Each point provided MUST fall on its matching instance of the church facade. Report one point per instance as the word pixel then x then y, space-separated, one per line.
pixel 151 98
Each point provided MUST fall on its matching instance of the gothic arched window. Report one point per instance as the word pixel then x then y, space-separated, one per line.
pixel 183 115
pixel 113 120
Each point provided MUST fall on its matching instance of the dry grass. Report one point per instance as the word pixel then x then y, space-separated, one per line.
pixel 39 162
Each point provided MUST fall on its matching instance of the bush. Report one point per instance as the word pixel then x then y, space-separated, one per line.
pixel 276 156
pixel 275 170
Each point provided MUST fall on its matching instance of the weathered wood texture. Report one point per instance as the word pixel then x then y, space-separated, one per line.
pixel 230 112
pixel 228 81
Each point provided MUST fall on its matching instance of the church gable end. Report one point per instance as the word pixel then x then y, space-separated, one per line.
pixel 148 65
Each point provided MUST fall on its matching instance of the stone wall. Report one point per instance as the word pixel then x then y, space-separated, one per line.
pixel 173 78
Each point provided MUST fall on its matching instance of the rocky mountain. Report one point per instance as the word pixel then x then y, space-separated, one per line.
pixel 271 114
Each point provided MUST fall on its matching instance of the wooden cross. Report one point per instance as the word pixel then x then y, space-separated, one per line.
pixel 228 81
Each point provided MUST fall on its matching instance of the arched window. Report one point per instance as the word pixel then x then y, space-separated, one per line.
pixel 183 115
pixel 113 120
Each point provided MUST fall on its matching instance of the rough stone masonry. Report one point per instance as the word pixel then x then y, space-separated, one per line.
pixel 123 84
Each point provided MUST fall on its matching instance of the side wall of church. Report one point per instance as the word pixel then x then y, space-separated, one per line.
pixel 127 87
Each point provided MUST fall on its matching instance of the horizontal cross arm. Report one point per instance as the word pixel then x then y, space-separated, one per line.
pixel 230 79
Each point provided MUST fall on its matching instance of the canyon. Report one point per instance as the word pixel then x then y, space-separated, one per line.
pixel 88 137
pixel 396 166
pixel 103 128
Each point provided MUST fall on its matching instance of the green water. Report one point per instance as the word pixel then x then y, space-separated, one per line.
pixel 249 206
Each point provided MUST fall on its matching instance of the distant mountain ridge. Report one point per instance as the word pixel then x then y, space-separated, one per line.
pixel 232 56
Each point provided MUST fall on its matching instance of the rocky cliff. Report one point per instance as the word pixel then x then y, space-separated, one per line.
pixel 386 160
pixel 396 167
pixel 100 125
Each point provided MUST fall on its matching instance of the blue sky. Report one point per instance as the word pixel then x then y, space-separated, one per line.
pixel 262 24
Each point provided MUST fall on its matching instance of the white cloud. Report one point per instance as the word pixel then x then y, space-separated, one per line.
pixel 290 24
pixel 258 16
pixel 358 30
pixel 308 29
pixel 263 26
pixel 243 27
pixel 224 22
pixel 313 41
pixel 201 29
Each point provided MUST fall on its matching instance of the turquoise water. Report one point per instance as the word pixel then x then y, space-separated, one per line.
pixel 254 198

...

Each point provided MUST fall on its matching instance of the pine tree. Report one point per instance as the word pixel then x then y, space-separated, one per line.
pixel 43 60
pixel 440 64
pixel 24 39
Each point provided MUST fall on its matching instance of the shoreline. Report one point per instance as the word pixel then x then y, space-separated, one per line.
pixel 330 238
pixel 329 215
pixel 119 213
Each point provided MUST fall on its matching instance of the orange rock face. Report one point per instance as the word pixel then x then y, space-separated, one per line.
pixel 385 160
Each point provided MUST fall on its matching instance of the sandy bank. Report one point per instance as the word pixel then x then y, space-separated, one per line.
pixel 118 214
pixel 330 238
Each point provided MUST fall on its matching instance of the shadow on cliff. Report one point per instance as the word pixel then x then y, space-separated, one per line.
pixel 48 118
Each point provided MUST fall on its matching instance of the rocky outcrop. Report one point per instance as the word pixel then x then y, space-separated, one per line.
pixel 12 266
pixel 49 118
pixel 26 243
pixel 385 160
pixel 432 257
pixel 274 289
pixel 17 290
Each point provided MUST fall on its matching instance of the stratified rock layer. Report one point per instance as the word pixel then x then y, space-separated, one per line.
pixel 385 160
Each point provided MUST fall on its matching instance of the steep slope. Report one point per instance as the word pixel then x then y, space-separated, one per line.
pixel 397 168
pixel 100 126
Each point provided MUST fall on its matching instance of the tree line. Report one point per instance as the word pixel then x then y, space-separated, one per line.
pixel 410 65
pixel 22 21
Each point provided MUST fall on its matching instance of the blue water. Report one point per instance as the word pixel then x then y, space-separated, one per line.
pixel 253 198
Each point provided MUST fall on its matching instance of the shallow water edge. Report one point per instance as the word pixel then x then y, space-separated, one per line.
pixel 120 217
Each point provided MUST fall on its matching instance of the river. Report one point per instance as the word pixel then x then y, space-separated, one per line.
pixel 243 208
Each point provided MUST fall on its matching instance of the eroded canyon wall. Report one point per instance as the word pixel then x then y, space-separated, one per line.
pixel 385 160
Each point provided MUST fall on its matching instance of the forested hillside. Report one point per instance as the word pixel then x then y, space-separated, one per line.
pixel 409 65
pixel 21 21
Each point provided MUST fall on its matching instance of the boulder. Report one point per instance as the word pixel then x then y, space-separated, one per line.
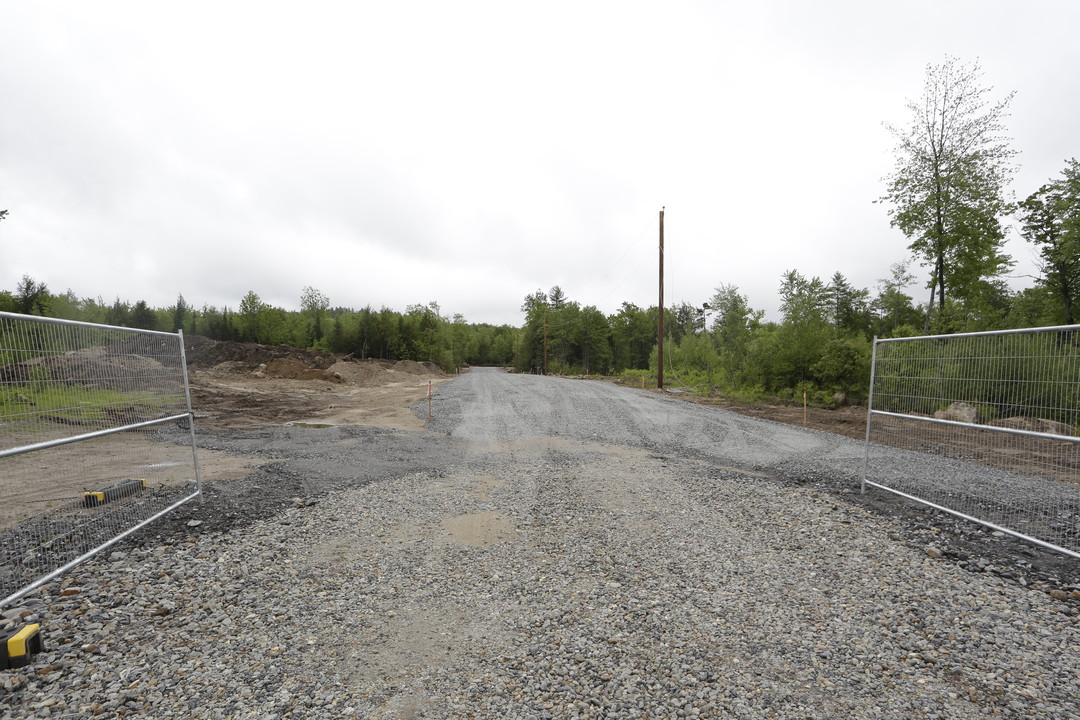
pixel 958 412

## REQUIREMENT:
Reproduce every record line from the one containing "of the bush." down to the one containing "pixel 173 78", both of those lines included.

## EXPECTED ANSWER:
Each point provided MUST fall on its matching instance of the bush. Report one point per instance as the word pixel then x then y, space-separated, one per line.
pixel 276 156
pixel 275 170
Each point provided MUST fall on its matching instance of the weathered wood texture. Report one point per instance as the word pixel then x then y, space-separated, one per line.
pixel 230 112
pixel 228 81
Each point provided MUST fall on its matching instance of the church gable end. Report one point per instance as the word pixel then x then y, space-separated, one per line.
pixel 148 65
Each point provided MUST fall on its matching instance of the stone wall. Report one point per instance as the word pixel then x then y, space-separated, one per line.
pixel 173 78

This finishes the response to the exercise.